> Task requirements:
Give back word for word every line from the one that includes "of the yellowtail" through the last line of the listing, and nothing besides.

——————

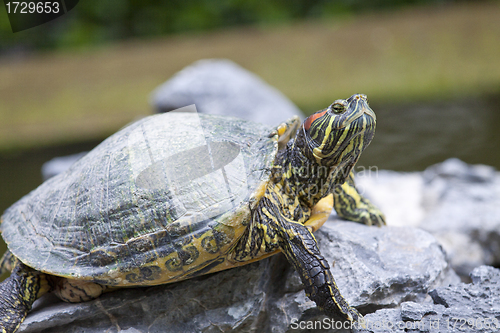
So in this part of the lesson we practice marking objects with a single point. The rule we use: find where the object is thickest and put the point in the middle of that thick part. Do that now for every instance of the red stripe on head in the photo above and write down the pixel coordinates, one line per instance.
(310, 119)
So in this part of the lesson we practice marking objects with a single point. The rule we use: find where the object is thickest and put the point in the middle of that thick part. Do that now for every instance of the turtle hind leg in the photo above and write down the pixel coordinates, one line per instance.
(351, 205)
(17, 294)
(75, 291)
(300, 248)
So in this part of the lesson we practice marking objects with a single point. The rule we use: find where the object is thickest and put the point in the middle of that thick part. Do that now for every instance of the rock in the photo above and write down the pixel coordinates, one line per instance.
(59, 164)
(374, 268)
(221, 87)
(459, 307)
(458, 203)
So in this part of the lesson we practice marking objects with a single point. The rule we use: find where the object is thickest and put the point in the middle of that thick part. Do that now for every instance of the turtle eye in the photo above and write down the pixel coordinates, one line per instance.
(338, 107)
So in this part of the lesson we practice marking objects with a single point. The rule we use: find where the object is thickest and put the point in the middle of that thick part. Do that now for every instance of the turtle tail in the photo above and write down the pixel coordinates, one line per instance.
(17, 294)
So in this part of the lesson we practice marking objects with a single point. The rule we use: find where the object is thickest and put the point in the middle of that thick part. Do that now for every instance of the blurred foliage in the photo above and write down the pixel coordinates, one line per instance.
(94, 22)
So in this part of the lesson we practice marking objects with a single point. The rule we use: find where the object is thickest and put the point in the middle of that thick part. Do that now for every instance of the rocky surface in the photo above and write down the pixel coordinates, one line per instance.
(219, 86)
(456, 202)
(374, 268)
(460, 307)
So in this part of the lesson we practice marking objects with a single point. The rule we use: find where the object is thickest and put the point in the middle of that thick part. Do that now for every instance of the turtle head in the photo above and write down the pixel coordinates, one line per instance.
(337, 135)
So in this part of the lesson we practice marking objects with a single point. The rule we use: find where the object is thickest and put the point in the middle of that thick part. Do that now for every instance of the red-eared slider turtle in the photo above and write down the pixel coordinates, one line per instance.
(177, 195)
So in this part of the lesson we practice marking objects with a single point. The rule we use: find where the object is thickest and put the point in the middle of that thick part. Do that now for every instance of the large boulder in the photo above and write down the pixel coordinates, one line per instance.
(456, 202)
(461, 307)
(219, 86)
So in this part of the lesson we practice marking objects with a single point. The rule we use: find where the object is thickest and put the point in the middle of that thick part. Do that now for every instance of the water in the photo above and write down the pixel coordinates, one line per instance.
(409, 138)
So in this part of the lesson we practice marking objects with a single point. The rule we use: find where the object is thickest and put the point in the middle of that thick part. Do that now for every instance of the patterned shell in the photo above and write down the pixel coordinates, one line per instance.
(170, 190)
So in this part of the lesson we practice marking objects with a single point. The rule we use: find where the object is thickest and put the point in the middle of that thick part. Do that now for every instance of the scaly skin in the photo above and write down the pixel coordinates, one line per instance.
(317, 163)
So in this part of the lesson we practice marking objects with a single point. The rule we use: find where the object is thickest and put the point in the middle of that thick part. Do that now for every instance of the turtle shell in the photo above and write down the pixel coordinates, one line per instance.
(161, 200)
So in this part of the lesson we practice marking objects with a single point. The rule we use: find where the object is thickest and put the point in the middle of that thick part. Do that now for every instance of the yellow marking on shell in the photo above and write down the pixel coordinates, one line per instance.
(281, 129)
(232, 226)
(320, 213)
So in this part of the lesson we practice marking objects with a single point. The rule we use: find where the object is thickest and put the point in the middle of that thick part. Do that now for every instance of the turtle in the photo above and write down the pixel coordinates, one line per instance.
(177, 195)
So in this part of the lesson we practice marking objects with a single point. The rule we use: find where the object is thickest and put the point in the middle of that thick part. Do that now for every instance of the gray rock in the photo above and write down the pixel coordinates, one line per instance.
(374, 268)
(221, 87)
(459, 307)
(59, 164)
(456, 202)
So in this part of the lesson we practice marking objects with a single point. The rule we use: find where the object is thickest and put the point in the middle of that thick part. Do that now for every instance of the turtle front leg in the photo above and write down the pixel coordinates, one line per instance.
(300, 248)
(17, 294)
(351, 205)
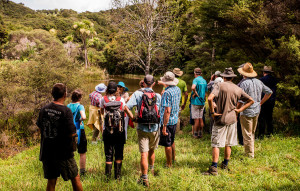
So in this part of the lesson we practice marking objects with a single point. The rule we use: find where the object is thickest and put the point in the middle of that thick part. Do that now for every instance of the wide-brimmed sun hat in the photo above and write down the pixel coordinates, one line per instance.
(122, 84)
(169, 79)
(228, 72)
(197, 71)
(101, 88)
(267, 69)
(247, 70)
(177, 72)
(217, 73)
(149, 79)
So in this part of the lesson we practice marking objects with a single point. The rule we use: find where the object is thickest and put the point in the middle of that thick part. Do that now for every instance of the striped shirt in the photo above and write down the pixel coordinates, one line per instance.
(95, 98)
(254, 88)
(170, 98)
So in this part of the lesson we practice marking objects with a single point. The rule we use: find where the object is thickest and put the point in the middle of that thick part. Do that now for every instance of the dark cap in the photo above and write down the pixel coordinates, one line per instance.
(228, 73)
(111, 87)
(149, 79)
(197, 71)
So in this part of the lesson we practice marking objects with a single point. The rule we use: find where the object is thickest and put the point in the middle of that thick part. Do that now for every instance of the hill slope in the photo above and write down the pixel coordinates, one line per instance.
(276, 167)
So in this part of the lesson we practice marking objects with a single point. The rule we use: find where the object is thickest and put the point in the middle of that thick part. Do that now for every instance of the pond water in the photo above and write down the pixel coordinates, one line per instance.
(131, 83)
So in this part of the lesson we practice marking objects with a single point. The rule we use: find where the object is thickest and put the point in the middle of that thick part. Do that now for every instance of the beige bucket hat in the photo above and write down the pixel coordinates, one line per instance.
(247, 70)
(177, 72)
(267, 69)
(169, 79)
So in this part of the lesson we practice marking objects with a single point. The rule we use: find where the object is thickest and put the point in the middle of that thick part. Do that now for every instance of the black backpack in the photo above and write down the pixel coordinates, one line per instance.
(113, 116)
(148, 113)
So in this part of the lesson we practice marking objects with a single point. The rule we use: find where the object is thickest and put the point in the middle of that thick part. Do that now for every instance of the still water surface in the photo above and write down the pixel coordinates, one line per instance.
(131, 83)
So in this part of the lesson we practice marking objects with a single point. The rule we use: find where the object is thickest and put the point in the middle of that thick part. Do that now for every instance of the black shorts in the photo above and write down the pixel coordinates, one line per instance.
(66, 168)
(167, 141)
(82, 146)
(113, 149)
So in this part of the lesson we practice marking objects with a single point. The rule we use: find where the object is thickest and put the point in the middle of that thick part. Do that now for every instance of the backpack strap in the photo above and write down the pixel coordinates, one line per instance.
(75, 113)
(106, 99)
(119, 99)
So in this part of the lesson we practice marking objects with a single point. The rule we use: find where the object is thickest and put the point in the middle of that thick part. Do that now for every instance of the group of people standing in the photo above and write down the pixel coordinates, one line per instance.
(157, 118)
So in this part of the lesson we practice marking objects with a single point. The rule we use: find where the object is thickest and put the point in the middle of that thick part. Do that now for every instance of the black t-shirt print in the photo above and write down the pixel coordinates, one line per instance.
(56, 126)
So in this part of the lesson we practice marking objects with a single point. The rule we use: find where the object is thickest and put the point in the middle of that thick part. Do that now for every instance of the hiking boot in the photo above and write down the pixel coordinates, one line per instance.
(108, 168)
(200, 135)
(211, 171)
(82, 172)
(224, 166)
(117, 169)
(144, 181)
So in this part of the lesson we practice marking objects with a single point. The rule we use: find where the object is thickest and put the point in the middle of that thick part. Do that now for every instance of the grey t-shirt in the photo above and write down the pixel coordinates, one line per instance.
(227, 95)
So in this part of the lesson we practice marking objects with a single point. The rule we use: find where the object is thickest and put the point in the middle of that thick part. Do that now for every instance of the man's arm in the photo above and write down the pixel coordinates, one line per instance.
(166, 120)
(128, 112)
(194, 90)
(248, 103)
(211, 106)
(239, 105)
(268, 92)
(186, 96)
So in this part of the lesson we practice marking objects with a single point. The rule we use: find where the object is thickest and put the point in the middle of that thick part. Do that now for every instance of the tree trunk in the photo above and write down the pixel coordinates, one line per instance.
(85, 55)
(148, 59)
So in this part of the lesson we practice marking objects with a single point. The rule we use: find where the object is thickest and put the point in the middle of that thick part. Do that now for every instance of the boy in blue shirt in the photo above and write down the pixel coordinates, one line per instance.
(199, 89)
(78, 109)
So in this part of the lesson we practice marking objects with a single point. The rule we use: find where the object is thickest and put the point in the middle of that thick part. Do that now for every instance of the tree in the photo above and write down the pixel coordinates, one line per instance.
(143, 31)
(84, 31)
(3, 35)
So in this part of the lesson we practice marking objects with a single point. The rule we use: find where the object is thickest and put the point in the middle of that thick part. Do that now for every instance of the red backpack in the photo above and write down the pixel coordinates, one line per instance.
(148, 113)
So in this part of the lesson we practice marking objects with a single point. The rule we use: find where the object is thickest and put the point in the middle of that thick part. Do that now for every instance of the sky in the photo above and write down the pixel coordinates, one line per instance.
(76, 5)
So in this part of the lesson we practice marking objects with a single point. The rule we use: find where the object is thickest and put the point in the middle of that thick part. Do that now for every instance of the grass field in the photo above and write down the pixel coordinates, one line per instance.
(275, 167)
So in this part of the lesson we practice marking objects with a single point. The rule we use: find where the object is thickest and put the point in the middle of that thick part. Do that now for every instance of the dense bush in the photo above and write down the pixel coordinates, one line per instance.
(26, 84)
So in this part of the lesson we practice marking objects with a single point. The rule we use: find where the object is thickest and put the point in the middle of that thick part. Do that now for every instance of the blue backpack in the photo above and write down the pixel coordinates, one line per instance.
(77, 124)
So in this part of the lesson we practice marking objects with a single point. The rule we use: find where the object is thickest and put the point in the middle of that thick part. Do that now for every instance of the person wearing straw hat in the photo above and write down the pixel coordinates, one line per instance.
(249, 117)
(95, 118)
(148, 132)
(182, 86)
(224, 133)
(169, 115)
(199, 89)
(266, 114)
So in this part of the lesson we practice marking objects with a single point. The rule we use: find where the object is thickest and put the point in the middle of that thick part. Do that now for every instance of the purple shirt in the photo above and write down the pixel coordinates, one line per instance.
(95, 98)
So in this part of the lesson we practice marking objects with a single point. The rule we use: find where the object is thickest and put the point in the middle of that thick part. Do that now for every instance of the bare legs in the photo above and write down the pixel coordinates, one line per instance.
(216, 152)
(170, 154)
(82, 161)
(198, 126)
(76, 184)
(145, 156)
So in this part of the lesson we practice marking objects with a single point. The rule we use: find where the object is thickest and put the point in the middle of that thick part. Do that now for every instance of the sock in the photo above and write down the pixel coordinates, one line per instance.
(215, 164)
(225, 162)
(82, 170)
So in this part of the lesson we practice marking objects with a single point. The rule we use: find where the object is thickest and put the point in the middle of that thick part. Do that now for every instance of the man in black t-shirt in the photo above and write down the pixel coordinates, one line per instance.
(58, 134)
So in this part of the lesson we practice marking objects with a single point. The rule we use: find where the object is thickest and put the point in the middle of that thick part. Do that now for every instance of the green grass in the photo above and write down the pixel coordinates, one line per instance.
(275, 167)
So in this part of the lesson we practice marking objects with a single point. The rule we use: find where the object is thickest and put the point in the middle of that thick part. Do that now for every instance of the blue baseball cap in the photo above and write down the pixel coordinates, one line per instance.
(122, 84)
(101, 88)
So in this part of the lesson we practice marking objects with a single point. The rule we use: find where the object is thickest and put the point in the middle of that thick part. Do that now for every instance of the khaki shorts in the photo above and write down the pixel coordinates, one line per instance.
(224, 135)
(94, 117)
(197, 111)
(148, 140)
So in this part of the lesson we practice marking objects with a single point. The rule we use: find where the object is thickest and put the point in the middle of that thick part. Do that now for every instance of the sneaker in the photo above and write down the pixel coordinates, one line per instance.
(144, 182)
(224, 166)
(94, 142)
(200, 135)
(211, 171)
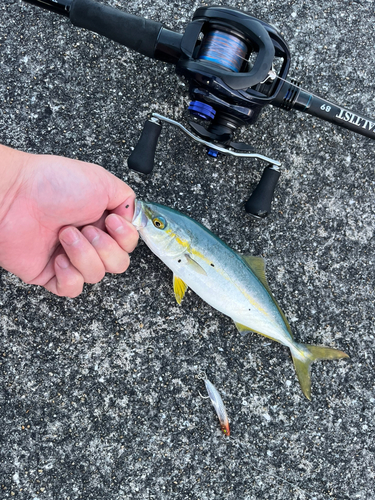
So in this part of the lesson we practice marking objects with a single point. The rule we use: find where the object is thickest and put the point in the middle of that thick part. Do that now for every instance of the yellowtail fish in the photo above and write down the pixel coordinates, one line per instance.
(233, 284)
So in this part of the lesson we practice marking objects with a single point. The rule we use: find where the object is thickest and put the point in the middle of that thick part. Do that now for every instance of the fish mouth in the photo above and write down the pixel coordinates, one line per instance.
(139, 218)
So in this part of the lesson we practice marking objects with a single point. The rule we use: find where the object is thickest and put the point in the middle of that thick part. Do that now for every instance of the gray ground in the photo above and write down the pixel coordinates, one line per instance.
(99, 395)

——————

> Result:
So in this part of the lesson we practice marking objects with a single point. The rule we use: find where the object is thickest and put the point in the middle of that thick part. Do that now for every instance of the yellowtail fish in the photo above and write down the pixel coordinates, one line per instance.
(233, 284)
So in this part of the lesson we practice marking objects with a single point. The rule we use: find where the object is thickest and put the point in the middle of that thick part. Do that now for every instance of the fish mouth in the photo above and write down the pixel coordinates, one line per instance.
(139, 218)
So in this part of the lesson we practice marking objects with a single point. The rule we use: find where the object is thickest and put the point in the middle of that thick part. Do that now for every instance of the gray ground in the photo above and write down the pixel coordinates, one line per instance.
(99, 395)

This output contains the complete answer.